Position annotation records
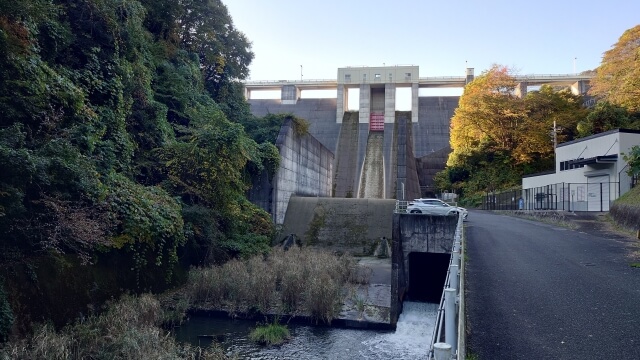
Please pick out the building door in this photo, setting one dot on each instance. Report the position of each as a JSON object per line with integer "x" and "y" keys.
{"x": 598, "y": 194}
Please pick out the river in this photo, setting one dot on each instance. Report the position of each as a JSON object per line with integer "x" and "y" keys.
{"x": 409, "y": 341}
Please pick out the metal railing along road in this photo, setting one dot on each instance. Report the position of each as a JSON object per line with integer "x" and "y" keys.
{"x": 451, "y": 310}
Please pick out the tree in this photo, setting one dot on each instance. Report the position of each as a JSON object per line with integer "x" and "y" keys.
{"x": 618, "y": 76}
{"x": 604, "y": 117}
{"x": 633, "y": 159}
{"x": 497, "y": 137}
{"x": 488, "y": 115}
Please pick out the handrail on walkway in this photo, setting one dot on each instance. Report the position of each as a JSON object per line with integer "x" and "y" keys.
{"x": 449, "y": 310}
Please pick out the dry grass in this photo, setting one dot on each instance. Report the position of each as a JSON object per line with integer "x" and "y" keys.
{"x": 550, "y": 217}
{"x": 298, "y": 281}
{"x": 129, "y": 329}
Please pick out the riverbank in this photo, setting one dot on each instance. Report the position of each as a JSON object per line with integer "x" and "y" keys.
{"x": 364, "y": 301}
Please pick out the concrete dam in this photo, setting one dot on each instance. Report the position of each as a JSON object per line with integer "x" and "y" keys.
{"x": 337, "y": 186}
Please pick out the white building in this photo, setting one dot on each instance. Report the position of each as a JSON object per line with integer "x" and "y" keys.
{"x": 590, "y": 173}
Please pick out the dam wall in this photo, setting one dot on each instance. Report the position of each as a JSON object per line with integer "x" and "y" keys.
{"x": 431, "y": 132}
{"x": 320, "y": 113}
{"x": 306, "y": 168}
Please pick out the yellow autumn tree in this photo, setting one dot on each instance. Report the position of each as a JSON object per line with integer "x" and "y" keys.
{"x": 617, "y": 78}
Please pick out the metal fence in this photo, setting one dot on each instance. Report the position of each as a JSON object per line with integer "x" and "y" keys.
{"x": 561, "y": 196}
{"x": 448, "y": 339}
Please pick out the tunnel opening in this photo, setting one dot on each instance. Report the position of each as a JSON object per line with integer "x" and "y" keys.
{"x": 427, "y": 273}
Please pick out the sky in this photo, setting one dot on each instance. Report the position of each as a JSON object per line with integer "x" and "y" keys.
{"x": 441, "y": 37}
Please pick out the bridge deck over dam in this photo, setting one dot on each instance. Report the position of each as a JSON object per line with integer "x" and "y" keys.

[What you are asked to do]
Starting with the line that contains "Please pick out the metal fence" and continuing through the end of the records, reproduce every line, including the requests, and increase each x and y coordinate in the answers by 24.

[Output]
Please pick out the metal fence in this photo, setting one dot on each instance. Report the position of each as a JSON object per line with integer "x" and "y" keys.
{"x": 585, "y": 220}
{"x": 472, "y": 363}
Please pick out the tunnel opening in this photo, setting one dot on each instance. Report the position of each as a JSON object per line with integer "x" and "y" keys.
{"x": 451, "y": 297}
Please pick out the sky in this photo, setting one dot on each instance. Report the position of each as a JSON object per line with integer "x" and "y" keys.
{"x": 465, "y": 61}
Please pick out the bridge deck over dam in this photo, setting one dot on each instance. Report the position of each as a JSON object per line with integer "x" and "y" keys.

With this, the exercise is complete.